Problem to work on: Please pick out every line of the records below that contains the word "green", and copy each of those lines.

┄┄┄┄┄┄┄┄┄┄┄┄┄┄┄┄┄┄┄┄

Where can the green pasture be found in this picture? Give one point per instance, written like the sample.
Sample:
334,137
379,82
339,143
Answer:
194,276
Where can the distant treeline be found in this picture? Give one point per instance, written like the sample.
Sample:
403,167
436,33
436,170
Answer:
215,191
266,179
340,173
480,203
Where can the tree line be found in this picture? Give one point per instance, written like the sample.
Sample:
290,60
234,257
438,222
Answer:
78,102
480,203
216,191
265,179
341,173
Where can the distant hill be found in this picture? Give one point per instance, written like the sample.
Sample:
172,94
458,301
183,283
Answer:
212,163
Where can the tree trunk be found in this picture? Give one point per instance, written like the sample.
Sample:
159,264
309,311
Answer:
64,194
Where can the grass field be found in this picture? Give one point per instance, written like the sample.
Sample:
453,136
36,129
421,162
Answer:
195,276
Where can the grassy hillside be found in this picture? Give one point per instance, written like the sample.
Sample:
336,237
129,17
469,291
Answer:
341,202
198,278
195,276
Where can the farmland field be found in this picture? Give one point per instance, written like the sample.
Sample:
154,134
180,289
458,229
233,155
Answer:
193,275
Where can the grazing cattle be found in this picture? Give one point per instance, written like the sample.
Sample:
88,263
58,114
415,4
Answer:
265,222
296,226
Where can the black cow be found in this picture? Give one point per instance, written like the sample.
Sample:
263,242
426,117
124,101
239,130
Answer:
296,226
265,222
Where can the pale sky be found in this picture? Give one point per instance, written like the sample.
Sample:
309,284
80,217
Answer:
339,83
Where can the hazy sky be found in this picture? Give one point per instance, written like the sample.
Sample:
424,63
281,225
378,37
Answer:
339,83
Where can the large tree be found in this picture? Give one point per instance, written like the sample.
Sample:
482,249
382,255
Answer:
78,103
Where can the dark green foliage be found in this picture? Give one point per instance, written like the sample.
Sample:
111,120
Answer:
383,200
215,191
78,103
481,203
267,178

┄┄┄┄┄┄┄┄┄┄┄┄┄┄┄┄┄┄┄┄

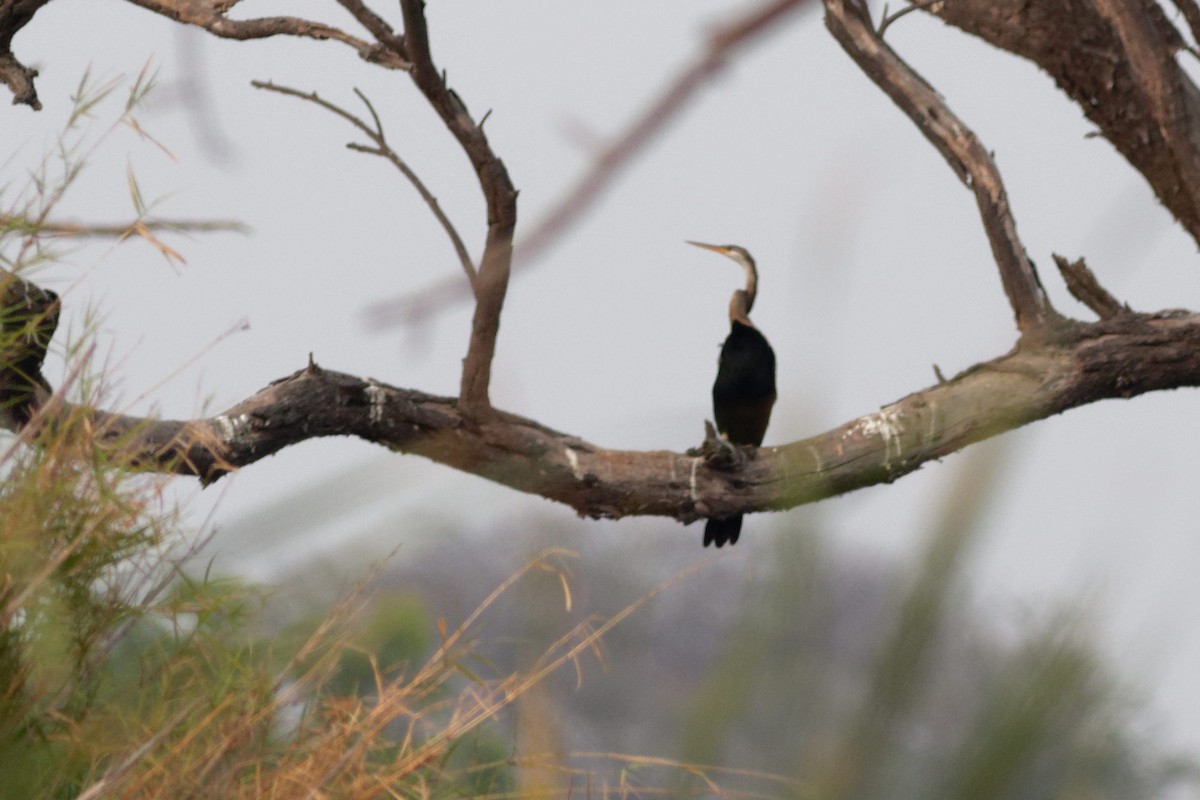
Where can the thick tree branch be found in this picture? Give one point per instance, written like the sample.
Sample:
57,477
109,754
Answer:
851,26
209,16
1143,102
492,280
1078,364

┄┄┄┄┄┄┄┄┄┄┄┄┄┄┄┄┄┄┄┄

Exercise response:
Where can the green pasture be found in this picture? Give one point per instance, written like the sample.
Where can the dark green foliage be found in this picture? Give one point per instance, written like the sample.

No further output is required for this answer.